→ **Requirement**
Format the records from the line containing "For the benchmark, mark every instance of the cloud" through the end of the records, both included, as a Markdown table with columns Row and Line. Give each non-blank line its own numbered row.

→ **Provided information**
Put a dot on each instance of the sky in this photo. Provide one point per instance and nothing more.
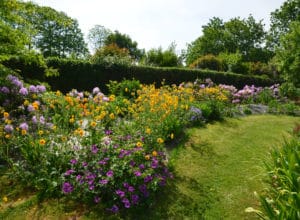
(155, 23)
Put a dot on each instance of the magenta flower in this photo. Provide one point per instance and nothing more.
(24, 126)
(110, 173)
(23, 91)
(67, 187)
(8, 128)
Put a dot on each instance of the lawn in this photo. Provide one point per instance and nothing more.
(217, 169)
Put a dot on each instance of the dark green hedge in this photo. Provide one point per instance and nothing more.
(83, 75)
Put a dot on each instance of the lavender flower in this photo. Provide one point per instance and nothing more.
(24, 126)
(41, 88)
(67, 187)
(23, 91)
(94, 149)
(32, 89)
(110, 173)
(120, 193)
(8, 128)
(96, 90)
(4, 90)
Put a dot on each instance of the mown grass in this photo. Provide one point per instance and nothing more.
(217, 170)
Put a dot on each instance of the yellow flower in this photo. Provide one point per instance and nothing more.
(42, 142)
(148, 131)
(5, 199)
(160, 140)
(154, 153)
(139, 144)
(93, 124)
(5, 114)
(26, 102)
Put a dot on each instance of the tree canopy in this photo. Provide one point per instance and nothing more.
(244, 35)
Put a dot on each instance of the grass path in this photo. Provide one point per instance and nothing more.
(217, 169)
(222, 165)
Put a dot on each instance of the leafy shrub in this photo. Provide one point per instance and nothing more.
(125, 88)
(282, 199)
(208, 62)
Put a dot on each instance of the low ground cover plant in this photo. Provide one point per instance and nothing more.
(107, 149)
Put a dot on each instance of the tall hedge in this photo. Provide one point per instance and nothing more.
(83, 75)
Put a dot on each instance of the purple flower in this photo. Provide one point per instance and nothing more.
(32, 89)
(103, 182)
(134, 199)
(34, 119)
(78, 177)
(23, 91)
(42, 120)
(114, 209)
(137, 173)
(96, 90)
(126, 203)
(24, 126)
(69, 172)
(67, 187)
(8, 128)
(94, 149)
(96, 199)
(41, 88)
(30, 108)
(120, 193)
(5, 90)
(142, 166)
(130, 188)
(73, 161)
(110, 173)
(148, 179)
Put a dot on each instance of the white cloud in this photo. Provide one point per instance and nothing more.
(154, 23)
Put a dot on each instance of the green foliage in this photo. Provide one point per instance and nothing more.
(124, 41)
(210, 62)
(245, 36)
(160, 58)
(85, 76)
(97, 36)
(288, 55)
(282, 200)
(125, 88)
(280, 18)
(112, 54)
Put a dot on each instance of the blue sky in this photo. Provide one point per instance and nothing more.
(154, 23)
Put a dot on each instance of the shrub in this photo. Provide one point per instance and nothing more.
(210, 62)
(282, 199)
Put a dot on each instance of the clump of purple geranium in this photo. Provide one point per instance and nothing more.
(118, 173)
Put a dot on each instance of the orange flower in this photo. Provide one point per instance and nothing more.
(42, 142)
(154, 153)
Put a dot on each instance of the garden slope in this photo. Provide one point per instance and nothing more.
(222, 165)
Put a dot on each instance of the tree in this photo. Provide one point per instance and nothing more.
(124, 41)
(158, 57)
(97, 36)
(246, 36)
(280, 20)
(13, 37)
(57, 34)
(288, 55)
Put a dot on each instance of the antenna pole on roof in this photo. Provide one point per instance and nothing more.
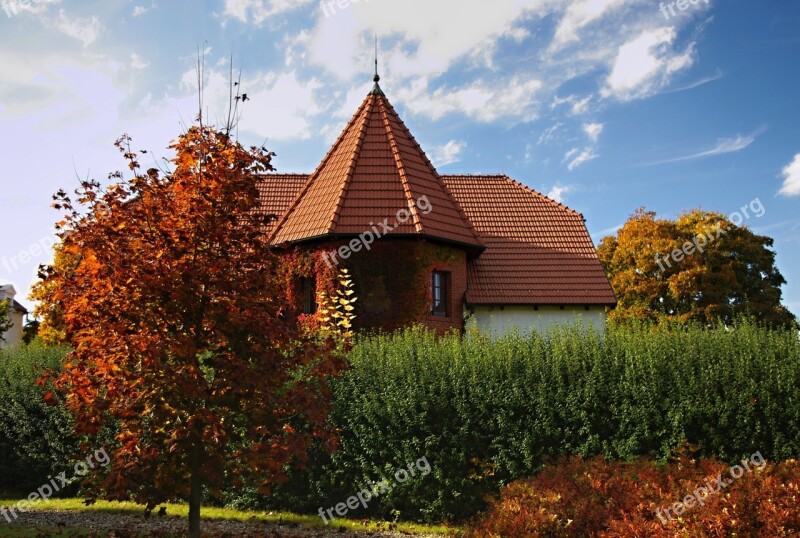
(376, 90)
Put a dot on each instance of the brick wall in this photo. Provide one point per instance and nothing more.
(457, 287)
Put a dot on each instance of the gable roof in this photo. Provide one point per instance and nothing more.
(538, 251)
(278, 191)
(375, 169)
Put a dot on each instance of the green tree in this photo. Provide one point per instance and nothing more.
(699, 267)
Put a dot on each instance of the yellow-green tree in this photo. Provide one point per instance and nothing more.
(699, 267)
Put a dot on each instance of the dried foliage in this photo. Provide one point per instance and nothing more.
(577, 498)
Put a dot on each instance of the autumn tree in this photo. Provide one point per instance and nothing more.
(700, 267)
(51, 328)
(168, 293)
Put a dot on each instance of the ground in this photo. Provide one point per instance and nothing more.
(68, 518)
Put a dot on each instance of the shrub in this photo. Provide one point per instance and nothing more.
(596, 498)
(36, 439)
(487, 411)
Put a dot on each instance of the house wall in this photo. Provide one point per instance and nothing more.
(14, 335)
(457, 288)
(392, 281)
(500, 320)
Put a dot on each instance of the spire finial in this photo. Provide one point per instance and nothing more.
(377, 77)
(376, 90)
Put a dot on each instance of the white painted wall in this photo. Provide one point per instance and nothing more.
(498, 321)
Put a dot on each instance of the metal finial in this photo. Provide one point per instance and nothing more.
(376, 90)
(377, 77)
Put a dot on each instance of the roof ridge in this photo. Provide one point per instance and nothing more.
(314, 175)
(438, 177)
(537, 193)
(401, 168)
(337, 210)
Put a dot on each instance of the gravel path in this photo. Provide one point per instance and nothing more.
(132, 525)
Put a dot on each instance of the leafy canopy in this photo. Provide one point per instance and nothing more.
(729, 270)
(166, 288)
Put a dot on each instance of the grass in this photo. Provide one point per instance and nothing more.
(212, 513)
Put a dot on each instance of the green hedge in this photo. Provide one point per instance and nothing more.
(486, 412)
(36, 440)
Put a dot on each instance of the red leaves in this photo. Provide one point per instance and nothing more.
(596, 498)
(167, 292)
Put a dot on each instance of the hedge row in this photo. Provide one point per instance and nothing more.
(486, 412)
(36, 440)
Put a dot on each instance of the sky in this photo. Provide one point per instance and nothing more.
(604, 105)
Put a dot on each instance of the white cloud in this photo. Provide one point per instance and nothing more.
(13, 8)
(257, 11)
(138, 63)
(549, 134)
(791, 178)
(645, 64)
(84, 29)
(593, 130)
(447, 153)
(576, 157)
(722, 147)
(138, 11)
(514, 98)
(558, 191)
(426, 37)
(577, 105)
(578, 15)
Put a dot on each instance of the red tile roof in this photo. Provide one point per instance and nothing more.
(278, 191)
(537, 250)
(374, 170)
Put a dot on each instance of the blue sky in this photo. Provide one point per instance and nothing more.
(606, 105)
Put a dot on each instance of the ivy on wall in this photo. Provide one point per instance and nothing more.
(391, 280)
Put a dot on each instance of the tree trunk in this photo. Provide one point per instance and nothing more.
(195, 492)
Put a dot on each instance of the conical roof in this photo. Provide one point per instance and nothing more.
(373, 171)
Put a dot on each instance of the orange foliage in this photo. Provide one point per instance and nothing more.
(182, 332)
(576, 498)
(732, 272)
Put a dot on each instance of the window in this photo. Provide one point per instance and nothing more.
(309, 285)
(439, 281)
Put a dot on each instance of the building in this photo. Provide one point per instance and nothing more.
(444, 251)
(17, 312)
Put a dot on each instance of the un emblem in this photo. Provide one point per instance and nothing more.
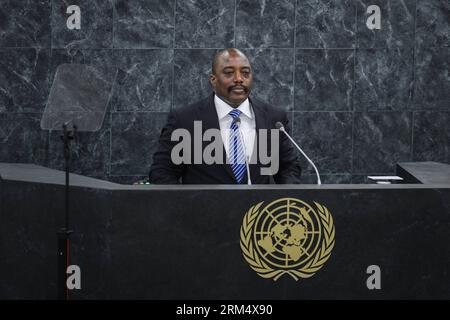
(287, 236)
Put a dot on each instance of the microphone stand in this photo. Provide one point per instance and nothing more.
(65, 232)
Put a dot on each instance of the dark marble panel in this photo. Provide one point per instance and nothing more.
(25, 23)
(96, 24)
(326, 178)
(24, 83)
(381, 139)
(144, 80)
(325, 24)
(431, 136)
(89, 157)
(397, 24)
(100, 59)
(273, 77)
(21, 138)
(134, 140)
(142, 24)
(433, 23)
(432, 78)
(192, 69)
(265, 23)
(384, 79)
(204, 23)
(324, 80)
(326, 138)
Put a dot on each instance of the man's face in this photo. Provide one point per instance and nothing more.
(232, 78)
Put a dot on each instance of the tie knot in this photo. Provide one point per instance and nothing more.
(235, 113)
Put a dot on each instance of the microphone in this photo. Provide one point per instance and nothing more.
(280, 127)
(237, 121)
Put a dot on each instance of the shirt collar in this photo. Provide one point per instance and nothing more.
(223, 108)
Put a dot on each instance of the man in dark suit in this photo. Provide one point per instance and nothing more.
(239, 119)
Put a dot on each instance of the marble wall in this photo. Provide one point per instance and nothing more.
(359, 100)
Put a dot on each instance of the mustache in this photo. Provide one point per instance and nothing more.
(238, 87)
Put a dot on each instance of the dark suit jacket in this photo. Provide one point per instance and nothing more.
(164, 171)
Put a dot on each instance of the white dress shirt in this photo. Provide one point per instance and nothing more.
(247, 127)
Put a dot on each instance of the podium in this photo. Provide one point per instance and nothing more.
(184, 242)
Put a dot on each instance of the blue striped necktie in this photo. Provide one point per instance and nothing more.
(237, 155)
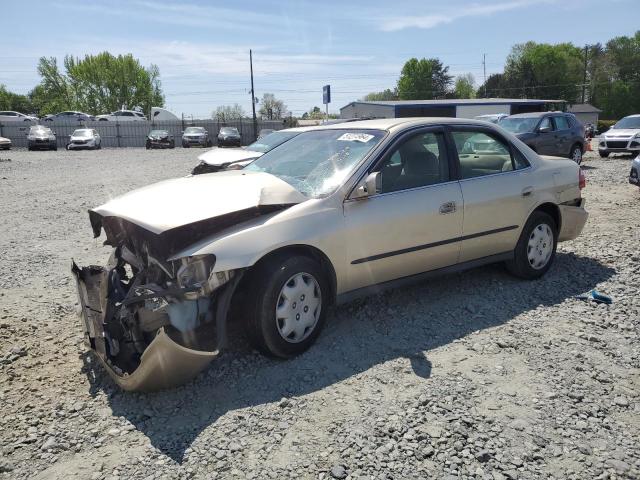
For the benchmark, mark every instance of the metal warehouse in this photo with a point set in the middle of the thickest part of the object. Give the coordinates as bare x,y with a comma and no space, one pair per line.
461,108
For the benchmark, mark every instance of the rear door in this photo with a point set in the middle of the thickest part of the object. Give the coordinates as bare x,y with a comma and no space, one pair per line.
497,189
545,142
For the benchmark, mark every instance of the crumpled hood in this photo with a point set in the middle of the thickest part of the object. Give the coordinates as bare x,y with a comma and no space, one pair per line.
222,156
182,201
621,132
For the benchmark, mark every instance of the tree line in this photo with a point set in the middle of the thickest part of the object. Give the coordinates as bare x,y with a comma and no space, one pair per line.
607,76
94,84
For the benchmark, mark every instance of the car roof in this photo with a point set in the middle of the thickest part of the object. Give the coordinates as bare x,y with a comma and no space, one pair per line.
392,124
536,114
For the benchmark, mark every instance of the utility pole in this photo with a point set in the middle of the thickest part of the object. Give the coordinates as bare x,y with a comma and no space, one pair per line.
484,70
253,98
584,78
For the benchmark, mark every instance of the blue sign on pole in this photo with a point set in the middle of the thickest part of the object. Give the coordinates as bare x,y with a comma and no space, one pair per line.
326,94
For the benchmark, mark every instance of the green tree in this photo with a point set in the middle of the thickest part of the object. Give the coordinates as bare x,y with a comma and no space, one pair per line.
423,79
464,86
541,70
496,86
385,95
226,113
271,108
98,84
615,80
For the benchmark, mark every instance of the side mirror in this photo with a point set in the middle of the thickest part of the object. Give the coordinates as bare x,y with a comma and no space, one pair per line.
372,185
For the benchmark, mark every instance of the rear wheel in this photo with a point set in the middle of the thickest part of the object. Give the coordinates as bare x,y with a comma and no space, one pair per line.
536,248
576,154
287,304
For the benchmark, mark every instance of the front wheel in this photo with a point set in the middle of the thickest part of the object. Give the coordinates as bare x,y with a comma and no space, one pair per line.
536,248
576,154
287,306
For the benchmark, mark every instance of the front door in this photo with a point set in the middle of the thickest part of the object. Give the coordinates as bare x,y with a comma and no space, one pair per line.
414,222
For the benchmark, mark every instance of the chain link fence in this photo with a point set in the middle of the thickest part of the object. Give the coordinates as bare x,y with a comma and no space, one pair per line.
134,133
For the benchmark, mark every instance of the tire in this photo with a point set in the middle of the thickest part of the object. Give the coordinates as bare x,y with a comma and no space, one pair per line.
267,284
575,153
535,252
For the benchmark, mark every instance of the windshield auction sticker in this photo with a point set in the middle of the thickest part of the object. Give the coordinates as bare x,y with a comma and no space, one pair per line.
355,137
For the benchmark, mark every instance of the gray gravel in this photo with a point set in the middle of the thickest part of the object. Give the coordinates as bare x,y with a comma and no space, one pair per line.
477,375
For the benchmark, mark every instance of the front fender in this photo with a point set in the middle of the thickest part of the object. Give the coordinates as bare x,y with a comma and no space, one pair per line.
310,224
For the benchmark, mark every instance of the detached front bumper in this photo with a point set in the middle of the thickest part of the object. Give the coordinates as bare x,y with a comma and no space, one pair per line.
164,363
573,220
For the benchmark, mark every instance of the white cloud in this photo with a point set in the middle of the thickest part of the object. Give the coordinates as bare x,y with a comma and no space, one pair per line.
461,11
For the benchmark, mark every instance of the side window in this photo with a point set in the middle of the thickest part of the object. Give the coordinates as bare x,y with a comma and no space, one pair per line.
481,153
546,123
561,123
519,159
418,161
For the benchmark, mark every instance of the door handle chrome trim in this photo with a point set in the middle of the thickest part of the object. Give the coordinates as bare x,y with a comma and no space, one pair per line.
448,207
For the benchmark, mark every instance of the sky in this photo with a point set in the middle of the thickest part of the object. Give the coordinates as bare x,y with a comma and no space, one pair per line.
202,48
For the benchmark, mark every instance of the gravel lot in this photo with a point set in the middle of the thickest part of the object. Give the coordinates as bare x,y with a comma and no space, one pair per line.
476,375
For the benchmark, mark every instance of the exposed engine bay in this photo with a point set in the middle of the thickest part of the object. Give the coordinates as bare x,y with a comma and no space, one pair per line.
138,309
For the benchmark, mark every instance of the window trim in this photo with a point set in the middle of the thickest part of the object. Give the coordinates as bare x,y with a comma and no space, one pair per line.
390,148
492,133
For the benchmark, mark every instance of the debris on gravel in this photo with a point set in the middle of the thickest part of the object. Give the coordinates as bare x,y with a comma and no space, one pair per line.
476,375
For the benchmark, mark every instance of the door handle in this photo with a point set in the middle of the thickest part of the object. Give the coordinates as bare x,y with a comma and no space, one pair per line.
448,207
526,191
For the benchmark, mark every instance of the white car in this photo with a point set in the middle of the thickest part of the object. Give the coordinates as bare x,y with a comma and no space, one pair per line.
85,138
10,116
623,137
122,116
218,159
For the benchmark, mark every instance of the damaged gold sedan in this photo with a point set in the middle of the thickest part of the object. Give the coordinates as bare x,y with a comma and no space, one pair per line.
336,212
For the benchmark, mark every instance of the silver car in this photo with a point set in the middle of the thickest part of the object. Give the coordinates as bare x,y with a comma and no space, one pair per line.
336,212
195,137
623,137
85,138
40,137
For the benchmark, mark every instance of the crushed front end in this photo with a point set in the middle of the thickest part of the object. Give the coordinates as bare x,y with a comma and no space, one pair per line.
154,324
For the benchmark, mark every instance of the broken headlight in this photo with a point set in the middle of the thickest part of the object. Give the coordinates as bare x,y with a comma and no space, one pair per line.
194,271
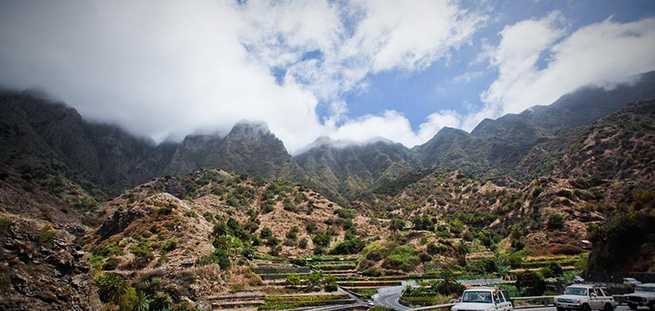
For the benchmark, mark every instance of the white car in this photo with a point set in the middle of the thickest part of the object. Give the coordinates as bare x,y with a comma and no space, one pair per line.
483,299
585,298
631,281
644,295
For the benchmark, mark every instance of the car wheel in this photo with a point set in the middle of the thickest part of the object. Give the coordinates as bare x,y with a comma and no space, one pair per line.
608,307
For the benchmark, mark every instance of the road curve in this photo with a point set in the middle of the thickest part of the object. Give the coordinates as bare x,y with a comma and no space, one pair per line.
388,297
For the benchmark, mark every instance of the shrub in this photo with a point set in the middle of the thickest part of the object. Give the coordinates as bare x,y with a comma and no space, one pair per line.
165,210
552,270
5,223
530,283
111,287
348,246
265,233
292,234
322,239
169,245
403,257
556,221
434,249
46,235
346,213
311,228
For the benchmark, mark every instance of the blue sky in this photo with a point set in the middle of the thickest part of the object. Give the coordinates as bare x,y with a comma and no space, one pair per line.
351,70
417,94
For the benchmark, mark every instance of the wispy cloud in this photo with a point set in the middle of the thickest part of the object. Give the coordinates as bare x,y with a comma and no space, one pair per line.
172,67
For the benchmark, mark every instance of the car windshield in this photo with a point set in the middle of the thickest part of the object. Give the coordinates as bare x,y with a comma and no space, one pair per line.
477,296
576,291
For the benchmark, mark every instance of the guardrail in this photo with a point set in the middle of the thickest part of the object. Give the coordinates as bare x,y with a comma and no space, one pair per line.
445,306
532,302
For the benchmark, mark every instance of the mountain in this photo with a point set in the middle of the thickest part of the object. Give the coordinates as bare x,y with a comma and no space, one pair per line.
342,170
40,133
248,149
494,147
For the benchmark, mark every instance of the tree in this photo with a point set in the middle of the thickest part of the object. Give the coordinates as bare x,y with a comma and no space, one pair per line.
397,224
531,283
555,221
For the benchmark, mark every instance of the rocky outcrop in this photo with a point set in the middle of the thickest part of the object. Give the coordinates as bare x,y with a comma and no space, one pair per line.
42,268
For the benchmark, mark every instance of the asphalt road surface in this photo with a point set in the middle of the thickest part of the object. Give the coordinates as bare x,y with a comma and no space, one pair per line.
389,296
619,308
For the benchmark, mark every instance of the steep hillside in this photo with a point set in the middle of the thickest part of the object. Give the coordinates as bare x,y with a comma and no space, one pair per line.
199,234
494,147
248,149
342,171
40,134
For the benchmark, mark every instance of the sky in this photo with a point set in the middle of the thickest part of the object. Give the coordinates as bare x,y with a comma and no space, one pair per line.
354,71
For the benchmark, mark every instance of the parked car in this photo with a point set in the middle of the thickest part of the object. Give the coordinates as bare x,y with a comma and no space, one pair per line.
483,299
644,295
631,281
585,298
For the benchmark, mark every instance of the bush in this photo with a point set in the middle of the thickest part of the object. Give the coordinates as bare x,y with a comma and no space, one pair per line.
348,246
552,270
166,210
530,283
169,245
346,213
265,233
219,256
311,228
292,234
403,257
434,249
322,239
111,287
46,235
556,222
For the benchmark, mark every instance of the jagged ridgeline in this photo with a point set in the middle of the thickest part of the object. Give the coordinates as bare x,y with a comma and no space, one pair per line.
91,215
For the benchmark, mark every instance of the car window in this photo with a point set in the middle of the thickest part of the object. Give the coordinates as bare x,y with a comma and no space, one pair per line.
575,291
477,296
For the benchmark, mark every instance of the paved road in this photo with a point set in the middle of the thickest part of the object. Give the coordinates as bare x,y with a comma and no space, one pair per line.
619,308
388,297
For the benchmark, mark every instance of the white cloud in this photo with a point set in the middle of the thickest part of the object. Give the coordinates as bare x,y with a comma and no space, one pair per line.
173,67
603,53
394,126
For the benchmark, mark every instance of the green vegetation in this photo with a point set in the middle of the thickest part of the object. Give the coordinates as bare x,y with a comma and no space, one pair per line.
403,257
46,235
555,222
618,241
292,302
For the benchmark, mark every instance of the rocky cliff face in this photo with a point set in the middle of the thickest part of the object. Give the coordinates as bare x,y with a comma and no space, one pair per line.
345,170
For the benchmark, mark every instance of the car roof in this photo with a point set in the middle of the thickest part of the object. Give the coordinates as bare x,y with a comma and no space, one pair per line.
482,288
584,286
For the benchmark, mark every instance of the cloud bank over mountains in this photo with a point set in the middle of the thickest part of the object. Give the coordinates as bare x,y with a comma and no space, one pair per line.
170,68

→ **Solved problem**
| Row | Line |
|---|---|
| 1 | For the benchmark, mark every instance of the cloud bank over mountains in this photo with a point set in the middle of the thickest part of the object. Give the coordinates as bare x,y with a comma and no space, one pair per line. |
| 2 | 170,68 |